— WORK TO BE COMPLETED —
In exact form, set down only those lines of the material that run from its first line to the line with "GET /detect?query=golden sky", inclusive.

══ MATERIAL FOR THIS EXERCISE

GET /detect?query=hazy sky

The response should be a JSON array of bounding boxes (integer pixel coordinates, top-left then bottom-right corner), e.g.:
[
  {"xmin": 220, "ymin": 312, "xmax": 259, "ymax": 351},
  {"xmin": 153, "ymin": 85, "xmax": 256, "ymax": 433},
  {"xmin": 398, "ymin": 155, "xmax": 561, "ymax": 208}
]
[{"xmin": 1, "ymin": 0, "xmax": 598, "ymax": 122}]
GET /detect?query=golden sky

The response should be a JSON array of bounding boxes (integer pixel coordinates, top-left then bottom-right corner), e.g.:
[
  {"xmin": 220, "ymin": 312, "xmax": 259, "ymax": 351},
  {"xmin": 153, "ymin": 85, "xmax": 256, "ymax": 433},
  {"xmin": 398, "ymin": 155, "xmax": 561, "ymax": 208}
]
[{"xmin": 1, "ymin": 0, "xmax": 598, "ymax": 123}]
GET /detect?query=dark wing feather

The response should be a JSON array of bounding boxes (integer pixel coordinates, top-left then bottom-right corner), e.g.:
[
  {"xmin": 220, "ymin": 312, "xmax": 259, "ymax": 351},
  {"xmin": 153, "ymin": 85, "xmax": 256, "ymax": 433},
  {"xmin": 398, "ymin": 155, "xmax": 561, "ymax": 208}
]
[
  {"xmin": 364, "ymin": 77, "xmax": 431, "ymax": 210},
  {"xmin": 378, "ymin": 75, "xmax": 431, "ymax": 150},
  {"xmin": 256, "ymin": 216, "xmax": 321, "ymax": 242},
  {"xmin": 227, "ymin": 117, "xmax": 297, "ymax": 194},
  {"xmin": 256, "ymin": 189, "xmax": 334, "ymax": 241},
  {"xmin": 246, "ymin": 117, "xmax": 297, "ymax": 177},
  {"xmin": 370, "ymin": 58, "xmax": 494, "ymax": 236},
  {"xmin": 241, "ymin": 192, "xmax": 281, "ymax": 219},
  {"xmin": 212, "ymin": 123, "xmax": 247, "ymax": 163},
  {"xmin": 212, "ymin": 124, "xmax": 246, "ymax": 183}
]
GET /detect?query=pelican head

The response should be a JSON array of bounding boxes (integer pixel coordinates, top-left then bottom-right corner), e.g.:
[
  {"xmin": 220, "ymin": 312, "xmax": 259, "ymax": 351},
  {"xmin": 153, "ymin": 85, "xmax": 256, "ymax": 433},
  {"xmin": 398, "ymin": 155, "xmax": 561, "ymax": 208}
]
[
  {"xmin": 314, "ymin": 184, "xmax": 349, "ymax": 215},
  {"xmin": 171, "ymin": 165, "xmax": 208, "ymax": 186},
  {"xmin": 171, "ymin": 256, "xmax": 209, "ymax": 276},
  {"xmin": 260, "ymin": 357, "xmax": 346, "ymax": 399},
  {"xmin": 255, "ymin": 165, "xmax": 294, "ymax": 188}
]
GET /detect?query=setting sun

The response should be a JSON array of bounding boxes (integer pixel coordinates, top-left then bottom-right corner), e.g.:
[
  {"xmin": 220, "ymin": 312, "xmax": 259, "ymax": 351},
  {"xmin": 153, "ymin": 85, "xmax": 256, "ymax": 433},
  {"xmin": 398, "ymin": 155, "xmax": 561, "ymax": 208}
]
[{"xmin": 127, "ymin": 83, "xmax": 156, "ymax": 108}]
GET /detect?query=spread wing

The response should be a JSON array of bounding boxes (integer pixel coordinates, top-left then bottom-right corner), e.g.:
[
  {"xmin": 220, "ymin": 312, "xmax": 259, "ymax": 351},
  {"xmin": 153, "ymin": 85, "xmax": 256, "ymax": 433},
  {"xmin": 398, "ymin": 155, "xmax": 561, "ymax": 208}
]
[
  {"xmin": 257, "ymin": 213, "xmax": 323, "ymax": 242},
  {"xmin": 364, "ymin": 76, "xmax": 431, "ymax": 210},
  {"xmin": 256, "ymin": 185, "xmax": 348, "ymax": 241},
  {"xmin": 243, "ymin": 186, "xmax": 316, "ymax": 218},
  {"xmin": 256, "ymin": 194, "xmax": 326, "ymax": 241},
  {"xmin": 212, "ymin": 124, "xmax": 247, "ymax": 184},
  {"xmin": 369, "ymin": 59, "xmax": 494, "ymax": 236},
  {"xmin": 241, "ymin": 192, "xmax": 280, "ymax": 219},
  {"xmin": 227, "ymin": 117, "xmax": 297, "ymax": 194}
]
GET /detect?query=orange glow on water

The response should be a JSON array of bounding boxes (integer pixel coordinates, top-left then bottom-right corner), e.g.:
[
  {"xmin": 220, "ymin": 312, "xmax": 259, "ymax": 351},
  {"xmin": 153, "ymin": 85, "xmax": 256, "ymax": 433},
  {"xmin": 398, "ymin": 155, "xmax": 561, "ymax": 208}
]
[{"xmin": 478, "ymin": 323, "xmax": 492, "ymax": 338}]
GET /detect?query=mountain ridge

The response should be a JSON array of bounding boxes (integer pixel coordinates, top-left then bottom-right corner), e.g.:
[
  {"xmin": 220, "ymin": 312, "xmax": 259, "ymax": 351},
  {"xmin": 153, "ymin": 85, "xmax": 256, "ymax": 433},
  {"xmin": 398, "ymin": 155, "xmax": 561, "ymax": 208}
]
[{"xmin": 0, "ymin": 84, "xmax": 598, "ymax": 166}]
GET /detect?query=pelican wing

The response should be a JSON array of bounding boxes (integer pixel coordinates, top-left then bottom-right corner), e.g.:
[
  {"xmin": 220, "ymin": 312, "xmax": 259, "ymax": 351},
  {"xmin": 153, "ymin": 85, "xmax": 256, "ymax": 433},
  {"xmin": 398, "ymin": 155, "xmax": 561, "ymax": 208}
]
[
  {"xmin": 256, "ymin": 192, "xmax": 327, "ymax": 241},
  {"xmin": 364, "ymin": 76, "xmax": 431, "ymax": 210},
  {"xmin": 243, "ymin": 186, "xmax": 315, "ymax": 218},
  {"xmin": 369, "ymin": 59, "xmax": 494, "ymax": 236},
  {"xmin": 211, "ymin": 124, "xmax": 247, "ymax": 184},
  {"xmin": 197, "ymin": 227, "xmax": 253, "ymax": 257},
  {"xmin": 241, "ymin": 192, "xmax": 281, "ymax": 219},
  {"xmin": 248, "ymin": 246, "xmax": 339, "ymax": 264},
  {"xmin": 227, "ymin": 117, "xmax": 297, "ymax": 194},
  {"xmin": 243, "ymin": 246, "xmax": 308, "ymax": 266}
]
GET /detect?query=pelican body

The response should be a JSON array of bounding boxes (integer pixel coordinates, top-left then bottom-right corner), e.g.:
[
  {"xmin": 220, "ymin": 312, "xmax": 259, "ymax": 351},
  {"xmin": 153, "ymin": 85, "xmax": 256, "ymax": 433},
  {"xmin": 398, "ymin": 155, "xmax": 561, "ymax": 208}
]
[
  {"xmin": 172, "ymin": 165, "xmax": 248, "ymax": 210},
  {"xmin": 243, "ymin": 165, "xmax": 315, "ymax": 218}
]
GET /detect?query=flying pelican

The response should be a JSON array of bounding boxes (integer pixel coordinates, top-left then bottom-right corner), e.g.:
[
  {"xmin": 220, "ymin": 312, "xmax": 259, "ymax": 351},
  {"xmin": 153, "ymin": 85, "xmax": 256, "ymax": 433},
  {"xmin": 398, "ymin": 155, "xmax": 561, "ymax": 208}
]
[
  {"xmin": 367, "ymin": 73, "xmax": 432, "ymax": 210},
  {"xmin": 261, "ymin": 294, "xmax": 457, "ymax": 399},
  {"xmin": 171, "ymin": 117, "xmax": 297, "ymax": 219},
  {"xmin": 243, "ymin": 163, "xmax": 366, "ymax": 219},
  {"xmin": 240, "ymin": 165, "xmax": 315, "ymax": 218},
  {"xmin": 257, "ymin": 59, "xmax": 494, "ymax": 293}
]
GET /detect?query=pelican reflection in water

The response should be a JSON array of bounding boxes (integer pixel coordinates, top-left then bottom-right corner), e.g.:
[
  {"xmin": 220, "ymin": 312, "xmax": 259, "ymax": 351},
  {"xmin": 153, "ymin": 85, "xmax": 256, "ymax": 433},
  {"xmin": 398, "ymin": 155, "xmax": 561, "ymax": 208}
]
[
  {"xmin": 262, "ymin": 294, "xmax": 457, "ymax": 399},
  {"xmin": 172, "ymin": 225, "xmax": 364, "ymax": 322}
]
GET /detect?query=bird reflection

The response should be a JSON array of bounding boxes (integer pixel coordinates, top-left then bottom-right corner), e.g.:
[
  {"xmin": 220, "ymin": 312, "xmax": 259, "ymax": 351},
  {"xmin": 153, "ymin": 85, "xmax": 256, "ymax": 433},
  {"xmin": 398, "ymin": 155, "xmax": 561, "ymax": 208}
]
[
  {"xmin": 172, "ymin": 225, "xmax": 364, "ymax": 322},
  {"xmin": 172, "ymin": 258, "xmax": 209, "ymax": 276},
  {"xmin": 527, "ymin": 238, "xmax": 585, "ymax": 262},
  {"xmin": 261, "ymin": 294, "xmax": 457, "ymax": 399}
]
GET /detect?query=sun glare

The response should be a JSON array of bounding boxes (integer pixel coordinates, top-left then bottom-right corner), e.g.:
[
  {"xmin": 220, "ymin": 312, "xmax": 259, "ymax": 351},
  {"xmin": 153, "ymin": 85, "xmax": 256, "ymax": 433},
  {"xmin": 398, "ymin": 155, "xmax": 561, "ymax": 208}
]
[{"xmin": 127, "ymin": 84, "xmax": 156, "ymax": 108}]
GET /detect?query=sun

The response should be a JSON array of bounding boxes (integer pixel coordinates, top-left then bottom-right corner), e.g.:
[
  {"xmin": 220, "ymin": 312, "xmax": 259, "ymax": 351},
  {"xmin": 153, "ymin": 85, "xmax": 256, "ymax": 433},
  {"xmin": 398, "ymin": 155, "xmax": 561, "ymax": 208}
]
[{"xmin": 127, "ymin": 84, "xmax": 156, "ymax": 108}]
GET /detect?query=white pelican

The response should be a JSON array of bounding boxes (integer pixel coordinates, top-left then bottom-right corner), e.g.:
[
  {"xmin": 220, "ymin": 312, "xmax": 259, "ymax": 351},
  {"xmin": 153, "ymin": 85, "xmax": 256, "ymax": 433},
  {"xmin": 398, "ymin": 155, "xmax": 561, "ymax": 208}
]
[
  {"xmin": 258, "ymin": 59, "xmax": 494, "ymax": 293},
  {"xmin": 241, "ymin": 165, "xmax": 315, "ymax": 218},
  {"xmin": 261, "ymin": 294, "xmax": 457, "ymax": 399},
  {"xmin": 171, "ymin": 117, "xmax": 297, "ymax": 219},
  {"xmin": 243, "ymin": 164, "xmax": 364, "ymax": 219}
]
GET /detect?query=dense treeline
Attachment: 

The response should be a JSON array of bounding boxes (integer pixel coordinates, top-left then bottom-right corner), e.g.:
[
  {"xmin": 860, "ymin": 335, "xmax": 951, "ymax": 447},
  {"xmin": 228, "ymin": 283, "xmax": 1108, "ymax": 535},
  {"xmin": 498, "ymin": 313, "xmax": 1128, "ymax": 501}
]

════

— WORKED SOLUTION —
GET /detect?query=hazy sky

The response should be a JSON array of bounding boxes (integer pixel coordinates, top-left then bottom-right corner), e.g.:
[
  {"xmin": 220, "ymin": 312, "xmax": 259, "ymax": 351},
  {"xmin": 153, "ymin": 85, "xmax": 256, "ymax": 433},
  {"xmin": 398, "ymin": 155, "xmax": 561, "ymax": 208}
]
[{"xmin": 1, "ymin": 0, "xmax": 598, "ymax": 122}]
GET /detect?query=golden sky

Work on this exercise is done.